Written problem: Set out the lines of every item below as a numbered list, leaving out any blank lines.

*-*-*

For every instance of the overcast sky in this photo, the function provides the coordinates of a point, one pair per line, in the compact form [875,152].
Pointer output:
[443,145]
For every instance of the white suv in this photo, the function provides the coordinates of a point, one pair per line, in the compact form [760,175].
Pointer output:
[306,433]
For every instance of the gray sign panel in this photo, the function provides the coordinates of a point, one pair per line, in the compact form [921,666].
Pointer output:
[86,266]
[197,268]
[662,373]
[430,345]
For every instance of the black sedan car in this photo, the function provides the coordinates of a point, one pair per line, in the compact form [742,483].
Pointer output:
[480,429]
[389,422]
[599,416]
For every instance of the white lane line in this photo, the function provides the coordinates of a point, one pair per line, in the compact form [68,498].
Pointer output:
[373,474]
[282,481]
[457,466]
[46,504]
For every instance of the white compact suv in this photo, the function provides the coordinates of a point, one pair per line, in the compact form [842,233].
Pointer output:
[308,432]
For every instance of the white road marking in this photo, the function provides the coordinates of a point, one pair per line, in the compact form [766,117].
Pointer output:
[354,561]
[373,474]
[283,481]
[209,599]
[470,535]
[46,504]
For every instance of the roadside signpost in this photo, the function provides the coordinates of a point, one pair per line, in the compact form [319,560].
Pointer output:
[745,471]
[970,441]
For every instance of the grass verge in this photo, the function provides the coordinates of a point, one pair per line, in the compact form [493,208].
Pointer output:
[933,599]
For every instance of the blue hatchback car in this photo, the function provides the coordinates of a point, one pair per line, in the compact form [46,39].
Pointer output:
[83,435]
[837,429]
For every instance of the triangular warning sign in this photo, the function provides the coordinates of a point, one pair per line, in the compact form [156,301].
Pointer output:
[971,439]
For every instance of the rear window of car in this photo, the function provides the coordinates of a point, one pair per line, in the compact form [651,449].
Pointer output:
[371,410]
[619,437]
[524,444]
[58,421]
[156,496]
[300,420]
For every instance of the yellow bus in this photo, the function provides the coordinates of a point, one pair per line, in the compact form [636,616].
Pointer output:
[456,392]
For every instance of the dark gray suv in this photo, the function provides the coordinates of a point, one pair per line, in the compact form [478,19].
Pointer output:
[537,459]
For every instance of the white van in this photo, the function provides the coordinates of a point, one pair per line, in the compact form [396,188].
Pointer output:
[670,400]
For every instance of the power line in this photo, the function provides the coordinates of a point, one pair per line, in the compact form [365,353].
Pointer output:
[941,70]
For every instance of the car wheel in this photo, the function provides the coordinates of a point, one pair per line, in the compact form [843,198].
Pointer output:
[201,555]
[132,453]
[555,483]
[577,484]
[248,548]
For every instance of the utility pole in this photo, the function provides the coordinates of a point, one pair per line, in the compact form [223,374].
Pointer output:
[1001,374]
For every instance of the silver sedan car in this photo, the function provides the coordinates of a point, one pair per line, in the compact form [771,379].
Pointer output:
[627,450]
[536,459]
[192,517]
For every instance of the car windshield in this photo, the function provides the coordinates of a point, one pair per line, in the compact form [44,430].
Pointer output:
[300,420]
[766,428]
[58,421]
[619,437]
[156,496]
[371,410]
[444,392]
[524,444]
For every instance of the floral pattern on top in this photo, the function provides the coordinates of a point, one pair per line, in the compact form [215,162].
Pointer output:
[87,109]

*-*-*

Written solution:
1. For every instance of the overcast sky in this photo, the function provides the coordinates of a point, one pair per line, in the compact form [875,152].
2. Pointer output:
3. [443,145]
4. For every instance of the white suv in this photo, the function provides the coordinates of a point, one pair per line, in the compact form [760,175].
5. Pointer output:
6. [306,433]
7. For every instance of the gray sign panel in this photo, the function provides the coordinates of a point, one pair per line, in the compact form [921,666].
8. Pointer output:
9. [86,266]
10. [197,268]
11. [662,373]
12. [430,345]
13. For every instance of the black sedan car in this photo, the function provides the coordinates of a point, one pair per line, in the compact form [742,483].
14. Pointer output:
15. [480,429]
16. [389,422]
17. [599,416]
18. For every instance of the white lane line in this photo, the function provides the coordinates of a point, one pair per line, in the compact form [68,498].
19. Pointer output:
20. [373,474]
21. [282,481]
22. [457,466]
23. [46,504]
24. For every instance of the white compact suv in this photo, the function provides the coordinates of a point, one pair per line, in the compact form [842,233].
25. Pointer output:
26. [308,432]
27. For every instance of the white road marking in this photo, the function provides the coordinates of a point, one pair per line, in the compact form [766,117].
28. Pointer output:
29. [354,561]
30. [373,474]
31. [283,481]
32. [209,599]
33. [470,535]
34. [46,504]
35. For every instance of the roadside signpost in this photo, the function provides the coordinates of a point, one pair per line, in the compact form [319,560].
36. Pointer output:
37. [745,471]
38. [970,441]
39. For every instance of the grass verge in this photo, the function provides the coordinates of a point, one pair per line, in the compact form [493,208].
40. Pointer output:
41. [933,599]
42. For every instance of the blue hatchback car in this photo, the function provides the coordinates of a point, one pair per line, in the compact form [46,39].
43. Pointer output:
44. [83,435]
45. [837,429]
46. For every instance of the triangular warning sign in this photo, the function provides the coordinates of a point, one pair per line, in the compact form [156,301].
47. Pointer output:
48. [971,439]
49. For every instance of the rear window of car in this photo, the function provides the coordinates of a point, one pair per line, in the compact form [651,449].
50. Pointer output:
51. [371,410]
52. [619,437]
53. [524,444]
54. [58,421]
55. [156,496]
56. [300,420]
57. For every instance of the yellow bus in this photo, the function provides the coordinates of a point, one pair per line, in the compact form [636,616].
58. Pointer output:
59. [456,392]
60. For every instance of the dark gray suv in this photo, the function provides the coordinates of a point, one pair per line, in the compact form [478,19].
61. Pointer output:
62. [537,459]
63. For every instance of the white van in this photo, the function provides the coordinates of a point, one pair per line, in the compact form [396,188].
64. Pointer output:
65. [670,400]
66. For every instance of the power line in this photo, the function provides the coordinates of a point, one pair per line, in the compact form [365,353].
67. Pointer output:
68. [941,70]
69. For every instance of the car wheel in this photo, the function provides the coordinates of a point, one pair per line, in the compact form [843,198].
70. Pointer output:
71. [201,555]
72. [132,453]
73. [555,483]
74. [577,484]
75. [248,548]
76. For every instance of the utility pole in this photo, the function provides the coordinates of a point, one pair per line, in the compact form [223,374].
77. Pointer output:
78. [1001,374]
79. For every instance of the silver sedan car in this photo, the function provides the coordinates of a point, one pair per line, in the compact form [771,379].
80. Pointer output:
81. [627,450]
82. [536,459]
83. [192,517]
84. For every instance of the car windshield in this photo, the function provides the coordinates of a point, one pair per line, in the compact form [44,430].
85. Pointer output:
86. [300,420]
87. [766,428]
88. [58,421]
89. [619,437]
90. [156,496]
91. [371,410]
92. [444,392]
93. [524,444]
94. For every instance of the floral pattern on top in this photo, the function provides the coordinates of a point, one pair per line, in the compact form [215,162].
95. Pointer output:
96. [87,109]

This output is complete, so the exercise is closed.